Input for this task

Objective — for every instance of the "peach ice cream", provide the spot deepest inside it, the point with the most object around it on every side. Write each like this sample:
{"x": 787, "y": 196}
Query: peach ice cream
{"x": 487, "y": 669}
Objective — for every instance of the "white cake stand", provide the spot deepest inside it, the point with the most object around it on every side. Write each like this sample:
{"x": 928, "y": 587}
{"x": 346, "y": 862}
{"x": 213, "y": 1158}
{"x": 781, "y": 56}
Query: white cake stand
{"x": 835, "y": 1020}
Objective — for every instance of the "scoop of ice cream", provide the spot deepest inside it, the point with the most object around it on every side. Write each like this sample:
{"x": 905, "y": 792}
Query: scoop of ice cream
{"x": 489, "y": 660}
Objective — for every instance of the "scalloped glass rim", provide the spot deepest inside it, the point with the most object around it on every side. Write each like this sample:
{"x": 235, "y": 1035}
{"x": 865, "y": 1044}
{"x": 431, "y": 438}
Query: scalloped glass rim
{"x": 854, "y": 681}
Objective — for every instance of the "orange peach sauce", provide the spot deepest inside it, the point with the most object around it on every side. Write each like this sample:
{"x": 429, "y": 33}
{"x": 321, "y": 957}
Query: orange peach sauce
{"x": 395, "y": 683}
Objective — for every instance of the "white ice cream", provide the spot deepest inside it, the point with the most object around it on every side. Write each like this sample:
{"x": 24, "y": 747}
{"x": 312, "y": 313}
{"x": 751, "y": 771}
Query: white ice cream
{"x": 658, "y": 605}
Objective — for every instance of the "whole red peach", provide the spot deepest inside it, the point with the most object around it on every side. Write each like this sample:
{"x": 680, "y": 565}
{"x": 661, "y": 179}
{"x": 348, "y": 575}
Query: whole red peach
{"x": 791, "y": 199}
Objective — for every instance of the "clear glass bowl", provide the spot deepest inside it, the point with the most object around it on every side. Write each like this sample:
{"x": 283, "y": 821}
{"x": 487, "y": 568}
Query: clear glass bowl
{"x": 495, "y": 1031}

Your goal
From the first line to the last, please quote the material above exactly.

Result of this exercise
Objective — for every instance of the "peach ice cream", provide the spot deepest inside it, the point with the most object around it on every side. Write each like this sample:
{"x": 787, "y": 196}
Query: peach ice cream
{"x": 487, "y": 669}
Objective — for every instance of the "white cake stand", provide the spot deepest inside it, the point with the most object around it on every side. Write each like this sample:
{"x": 928, "y": 587}
{"x": 346, "y": 862}
{"x": 213, "y": 1158}
{"x": 781, "y": 56}
Query: white cake stand
{"x": 835, "y": 1020}
Objective — for every instance of the "scoop of ice cream", provide the spot deepest inside it, the point with the most object around it on every side. Write each like this sample:
{"x": 905, "y": 792}
Query: scoop of ice cream
{"x": 489, "y": 660}
Objective — for every instance of the "scalloped glass rim", provide the spot deepest inside it, the point with the most object around it on every side. Write each like this sample:
{"x": 235, "y": 1035}
{"x": 865, "y": 1044}
{"x": 431, "y": 438}
Query: scalloped glass rim
{"x": 854, "y": 681}
Objective — for every instance of the "orange peach sauce", provide the spot deepest inside it, the point with the most object around it on every side. Write each like this sample:
{"x": 429, "y": 33}
{"x": 321, "y": 957}
Query: orange peach sauce
{"x": 395, "y": 683}
Objective — for every instance of the "white ice cream", provide the spot deepest inside it, the point with the most object around it on every side. Write each like this sample:
{"x": 24, "y": 747}
{"x": 312, "y": 313}
{"x": 751, "y": 771}
Query: white ice cream
{"x": 658, "y": 605}
Objective — for every instance of the "whole red peach", provide the spot deepest inside it, the point with the most object around it on every side. Write each like this sample:
{"x": 680, "y": 565}
{"x": 661, "y": 179}
{"x": 348, "y": 575}
Query: whole red peach
{"x": 791, "y": 199}
Objective — for every instance of the "clear glass bowl", provide the spot deepest inside it, the point with the most object around it on every side. Write each like this sample:
{"x": 283, "y": 821}
{"x": 487, "y": 568}
Query: clear glass bowl
{"x": 495, "y": 1031}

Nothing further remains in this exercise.